- **Page**:
====
This is what happened. This post is looooong seriously. But I think it really shows where I'm starting from. Obviously from now on they won't be so long but it helps you to get to know me (so you can possibly give me some input) and for me to deconstruct my first night out.

Got downtown at about 930 pm. Sang along to my favorite songs on the way down to hype myself up. The fact that I woke up at 5am wasn't helping but my mental state was a 6/10. I knew I wanted to just start talking to people right away to get into a more social mood, so I made a goal. I wasn't going to go home until I talked to 3 guys and 3 girls. The goal was to get me talking so I could escalate into bigger goal in the future. I had no clue how much of a roller coaster of emotion I was in for that night.

My town was having a festival so there was an out door concert going on. I decided to check it out. On my way I asked a few people what band was playing but no one knew.

This is when I met Todd! A guy in his 30s friendly we spoke for 5 mins and proceeded to watch the concert in between song we'd talk about the band. I felt awkward watching just standing there but at least I wasn't feeling awkward talking to Todd since he was very genuine or because he was fairly drunk for 945pm. Thanks to Todd knowing most of the performers one of the girls from the early show came to say hi.

I met Courtney hb 8.5 A cute red head around 25 holding her acoustic guitar. I introduced myself very naturally after she started talking to Todd. Actually to my surprise I wasn't very nervous maybe a little uncomfortable but definitely no where near what I thought I'd be feeling. We were all chatting together for 5 mins. Until the conversation started to put Todd at the butt of the jokes. I felt bad and withdrew. I knew I could out alpha Todd but I didn't want to. Maybe because one of my fears was being made fun of infront of women or maybe because he was to nice of a guy. She talked to Todd for another minute and ended up leaving. Todd told me he'd introduce me to the band that was playing when they finished. Maybe being nice had its benefits?

I went out for a smoke waiting for the concert to finish. I met Carter a 45 year old man. We talked about the festival and the band's that'd be playing the next few days. 5 mins into are chat the band finished and we parted ways. I went to find Todd but couldn't. Didn't affect my mood I walked out of the concert feeling 7/10 ready to hit the strip.

Now is a good time to say I'm very intimidated by guys my age. They seem cool and sociable in my mind. As I left the concert I saw a group of 8 guys huddled together they looked my way. I was instantly in my head. "They're judging the way I dress" "they think I'm a lower walking all alone". FUCK. I'm scared. FUCK THAT. I strolled up and asked them what they were smoking. I wasn't going to let my fear consume me.
====
- **Records**:
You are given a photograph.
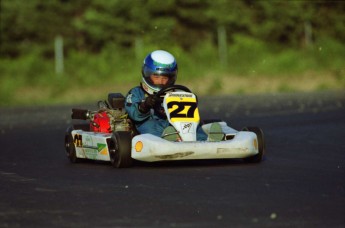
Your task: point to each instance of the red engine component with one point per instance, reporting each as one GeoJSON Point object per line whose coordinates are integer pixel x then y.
{"type": "Point", "coordinates": [100, 123]}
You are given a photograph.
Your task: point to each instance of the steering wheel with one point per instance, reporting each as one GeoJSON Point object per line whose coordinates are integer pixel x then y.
{"type": "Point", "coordinates": [166, 89]}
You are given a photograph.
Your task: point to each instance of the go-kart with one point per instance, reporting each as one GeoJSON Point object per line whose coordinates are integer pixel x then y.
{"type": "Point", "coordinates": [109, 134]}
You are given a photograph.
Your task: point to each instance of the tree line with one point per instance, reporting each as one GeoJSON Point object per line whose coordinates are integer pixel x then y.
{"type": "Point", "coordinates": [92, 25]}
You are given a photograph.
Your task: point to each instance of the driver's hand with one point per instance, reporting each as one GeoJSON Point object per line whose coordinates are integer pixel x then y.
{"type": "Point", "coordinates": [149, 103]}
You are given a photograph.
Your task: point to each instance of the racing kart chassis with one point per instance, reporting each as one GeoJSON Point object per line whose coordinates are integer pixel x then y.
{"type": "Point", "coordinates": [109, 135]}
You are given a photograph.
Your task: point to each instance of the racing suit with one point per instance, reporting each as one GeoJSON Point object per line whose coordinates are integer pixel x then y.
{"type": "Point", "coordinates": [153, 122]}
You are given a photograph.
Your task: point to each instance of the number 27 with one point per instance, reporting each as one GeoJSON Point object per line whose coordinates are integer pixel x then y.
{"type": "Point", "coordinates": [177, 113]}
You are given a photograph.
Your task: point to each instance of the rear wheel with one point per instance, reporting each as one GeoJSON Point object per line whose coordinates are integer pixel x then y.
{"type": "Point", "coordinates": [120, 149]}
{"type": "Point", "coordinates": [69, 146]}
{"type": "Point", "coordinates": [261, 145]}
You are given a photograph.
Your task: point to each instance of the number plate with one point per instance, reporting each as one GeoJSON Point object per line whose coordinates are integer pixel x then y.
{"type": "Point", "coordinates": [181, 107]}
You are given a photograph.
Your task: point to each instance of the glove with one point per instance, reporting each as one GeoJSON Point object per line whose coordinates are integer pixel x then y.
{"type": "Point", "coordinates": [149, 103]}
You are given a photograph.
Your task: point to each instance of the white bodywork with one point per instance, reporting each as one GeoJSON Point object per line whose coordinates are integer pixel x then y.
{"type": "Point", "coordinates": [91, 145]}
{"type": "Point", "coordinates": [149, 148]}
{"type": "Point", "coordinates": [182, 113]}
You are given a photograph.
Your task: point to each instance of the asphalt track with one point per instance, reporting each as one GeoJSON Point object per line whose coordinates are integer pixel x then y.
====
- **Job 1**: In the night-out post, what goal did the writer set before going home?
- **Job 2**: List every person the night-out post mentions by name.
- **Job 3**: Rewrite the paragraph of the night-out post that begins "Got downtown at about 930 pm" as a short bulleted list that keeps its main facts.

- **Output 1**: The writer would not go home until talking to 3 guys and 3 girls.

- **Output 2**: Todd, Courtney, Carter

- **Output 3**:
- Arrived downtown at about 9:30 pm after singing along to favorite songs on the way to get hyped up.
- Had woken up at 5 am, which didn't help; mental state was a 6/10.
- Set a goal of not going home until talking to 3 guys and 3 girls, to get into a social mood.
- Meant the goal as a step toward bigger goals later.
- Had no idea how much of an emotional roller coaster the night would be.